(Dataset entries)
+ + + + + + +
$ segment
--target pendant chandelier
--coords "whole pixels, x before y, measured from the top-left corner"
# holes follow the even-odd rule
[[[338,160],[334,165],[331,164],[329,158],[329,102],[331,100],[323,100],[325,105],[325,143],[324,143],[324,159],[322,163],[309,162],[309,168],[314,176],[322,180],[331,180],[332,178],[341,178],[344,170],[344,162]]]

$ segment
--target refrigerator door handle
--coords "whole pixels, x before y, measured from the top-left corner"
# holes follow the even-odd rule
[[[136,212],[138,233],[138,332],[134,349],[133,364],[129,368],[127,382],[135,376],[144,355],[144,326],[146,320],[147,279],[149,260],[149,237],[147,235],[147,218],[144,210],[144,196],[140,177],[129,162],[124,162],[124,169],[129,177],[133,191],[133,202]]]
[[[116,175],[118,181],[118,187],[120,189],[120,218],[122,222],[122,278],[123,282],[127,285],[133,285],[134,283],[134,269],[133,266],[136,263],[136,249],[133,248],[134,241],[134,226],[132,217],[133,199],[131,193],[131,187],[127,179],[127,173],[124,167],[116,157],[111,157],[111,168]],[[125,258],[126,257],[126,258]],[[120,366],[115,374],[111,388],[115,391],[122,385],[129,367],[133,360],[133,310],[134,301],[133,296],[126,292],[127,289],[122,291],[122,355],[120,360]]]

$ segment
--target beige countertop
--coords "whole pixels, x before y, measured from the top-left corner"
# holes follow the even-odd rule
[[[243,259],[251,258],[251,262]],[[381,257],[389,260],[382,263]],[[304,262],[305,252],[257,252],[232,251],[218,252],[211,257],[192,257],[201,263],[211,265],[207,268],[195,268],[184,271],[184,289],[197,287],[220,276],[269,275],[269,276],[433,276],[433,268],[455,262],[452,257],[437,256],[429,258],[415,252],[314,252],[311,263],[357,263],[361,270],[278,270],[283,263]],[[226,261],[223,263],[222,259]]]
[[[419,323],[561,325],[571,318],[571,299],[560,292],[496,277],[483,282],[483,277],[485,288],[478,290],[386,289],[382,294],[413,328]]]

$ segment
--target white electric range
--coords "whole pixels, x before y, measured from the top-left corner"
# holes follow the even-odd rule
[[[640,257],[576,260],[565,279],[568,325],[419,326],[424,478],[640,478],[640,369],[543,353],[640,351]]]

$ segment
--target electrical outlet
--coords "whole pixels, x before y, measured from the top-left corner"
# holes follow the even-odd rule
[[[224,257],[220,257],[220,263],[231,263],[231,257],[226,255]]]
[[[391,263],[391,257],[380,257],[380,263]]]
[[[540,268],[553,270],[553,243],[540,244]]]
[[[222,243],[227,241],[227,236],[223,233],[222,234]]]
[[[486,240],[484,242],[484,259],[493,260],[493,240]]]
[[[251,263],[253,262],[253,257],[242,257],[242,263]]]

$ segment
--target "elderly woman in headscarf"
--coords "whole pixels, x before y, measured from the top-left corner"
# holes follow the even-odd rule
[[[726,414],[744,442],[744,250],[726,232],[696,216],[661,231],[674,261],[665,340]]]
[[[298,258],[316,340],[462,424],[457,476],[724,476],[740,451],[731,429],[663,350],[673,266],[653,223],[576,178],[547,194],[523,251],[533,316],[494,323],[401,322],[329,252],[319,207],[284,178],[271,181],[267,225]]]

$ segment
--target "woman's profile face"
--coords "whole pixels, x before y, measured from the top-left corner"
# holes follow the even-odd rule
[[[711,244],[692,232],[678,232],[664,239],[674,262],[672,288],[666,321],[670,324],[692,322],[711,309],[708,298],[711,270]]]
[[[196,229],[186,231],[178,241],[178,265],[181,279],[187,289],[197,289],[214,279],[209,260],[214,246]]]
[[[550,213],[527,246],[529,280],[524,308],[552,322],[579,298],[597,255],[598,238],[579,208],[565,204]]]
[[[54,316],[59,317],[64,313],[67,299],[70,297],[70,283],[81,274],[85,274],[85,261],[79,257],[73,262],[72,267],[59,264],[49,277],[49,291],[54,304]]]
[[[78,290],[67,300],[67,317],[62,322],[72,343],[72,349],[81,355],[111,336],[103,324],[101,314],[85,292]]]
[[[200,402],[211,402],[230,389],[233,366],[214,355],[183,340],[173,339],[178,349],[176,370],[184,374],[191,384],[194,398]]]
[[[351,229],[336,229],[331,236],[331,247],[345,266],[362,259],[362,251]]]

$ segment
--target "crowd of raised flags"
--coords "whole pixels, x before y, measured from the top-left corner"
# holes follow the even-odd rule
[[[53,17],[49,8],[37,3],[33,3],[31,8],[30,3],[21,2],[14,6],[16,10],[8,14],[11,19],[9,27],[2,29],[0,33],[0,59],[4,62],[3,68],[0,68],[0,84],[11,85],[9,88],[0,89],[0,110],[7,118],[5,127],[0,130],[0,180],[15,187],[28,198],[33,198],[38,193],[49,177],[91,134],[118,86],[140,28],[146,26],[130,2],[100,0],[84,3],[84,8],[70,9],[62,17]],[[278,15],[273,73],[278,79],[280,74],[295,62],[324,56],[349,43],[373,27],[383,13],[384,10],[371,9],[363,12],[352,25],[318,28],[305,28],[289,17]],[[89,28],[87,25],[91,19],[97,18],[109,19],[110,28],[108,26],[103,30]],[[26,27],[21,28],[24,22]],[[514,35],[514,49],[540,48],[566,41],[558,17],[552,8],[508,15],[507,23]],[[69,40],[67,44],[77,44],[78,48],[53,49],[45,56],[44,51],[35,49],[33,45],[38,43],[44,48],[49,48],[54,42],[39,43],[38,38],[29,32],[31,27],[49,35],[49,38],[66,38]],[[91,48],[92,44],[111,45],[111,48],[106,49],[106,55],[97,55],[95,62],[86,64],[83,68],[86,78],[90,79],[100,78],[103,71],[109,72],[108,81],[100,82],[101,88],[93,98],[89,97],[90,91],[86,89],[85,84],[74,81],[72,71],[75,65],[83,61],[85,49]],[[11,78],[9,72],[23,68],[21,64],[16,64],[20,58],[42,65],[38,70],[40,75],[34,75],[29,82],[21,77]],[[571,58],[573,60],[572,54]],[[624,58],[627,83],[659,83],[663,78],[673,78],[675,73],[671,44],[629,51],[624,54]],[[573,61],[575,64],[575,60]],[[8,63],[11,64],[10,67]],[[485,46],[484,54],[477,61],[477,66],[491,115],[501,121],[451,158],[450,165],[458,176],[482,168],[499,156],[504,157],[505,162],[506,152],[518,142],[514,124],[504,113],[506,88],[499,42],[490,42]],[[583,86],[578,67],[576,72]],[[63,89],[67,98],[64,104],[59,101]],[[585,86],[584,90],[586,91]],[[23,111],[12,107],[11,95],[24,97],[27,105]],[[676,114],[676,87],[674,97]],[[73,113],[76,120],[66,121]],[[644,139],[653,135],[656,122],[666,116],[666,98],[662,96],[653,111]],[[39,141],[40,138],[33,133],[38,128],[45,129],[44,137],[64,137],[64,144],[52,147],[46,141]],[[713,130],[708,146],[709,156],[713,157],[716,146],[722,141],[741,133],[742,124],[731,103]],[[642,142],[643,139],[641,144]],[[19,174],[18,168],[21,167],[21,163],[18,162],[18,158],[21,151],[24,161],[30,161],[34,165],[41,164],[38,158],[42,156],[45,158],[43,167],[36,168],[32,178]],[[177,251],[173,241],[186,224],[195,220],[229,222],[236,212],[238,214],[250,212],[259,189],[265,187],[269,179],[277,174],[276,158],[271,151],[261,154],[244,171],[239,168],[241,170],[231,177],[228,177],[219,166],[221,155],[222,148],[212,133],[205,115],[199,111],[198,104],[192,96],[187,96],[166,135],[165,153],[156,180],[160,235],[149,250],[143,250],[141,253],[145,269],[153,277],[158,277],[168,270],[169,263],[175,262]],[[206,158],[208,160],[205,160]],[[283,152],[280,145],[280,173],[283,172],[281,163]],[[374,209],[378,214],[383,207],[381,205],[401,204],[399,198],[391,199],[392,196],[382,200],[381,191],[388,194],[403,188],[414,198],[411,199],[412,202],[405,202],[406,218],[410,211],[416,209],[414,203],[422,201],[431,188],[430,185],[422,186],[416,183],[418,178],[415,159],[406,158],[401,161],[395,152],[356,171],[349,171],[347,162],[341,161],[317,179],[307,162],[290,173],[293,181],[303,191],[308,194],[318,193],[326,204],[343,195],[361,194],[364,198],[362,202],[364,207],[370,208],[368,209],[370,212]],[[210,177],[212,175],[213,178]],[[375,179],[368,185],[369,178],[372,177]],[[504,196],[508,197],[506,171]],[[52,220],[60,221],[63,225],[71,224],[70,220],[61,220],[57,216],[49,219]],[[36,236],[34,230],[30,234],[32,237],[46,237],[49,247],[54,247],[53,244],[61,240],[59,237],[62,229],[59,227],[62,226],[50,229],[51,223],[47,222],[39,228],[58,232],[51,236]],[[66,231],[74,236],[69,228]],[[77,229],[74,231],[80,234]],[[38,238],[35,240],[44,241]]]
+ + + + + + +
# Your task:
From the entries above, copy every line containing the word "woman".

# Answer to this task:
--target "elderly woman in headscarf"
--target "woman's profile face"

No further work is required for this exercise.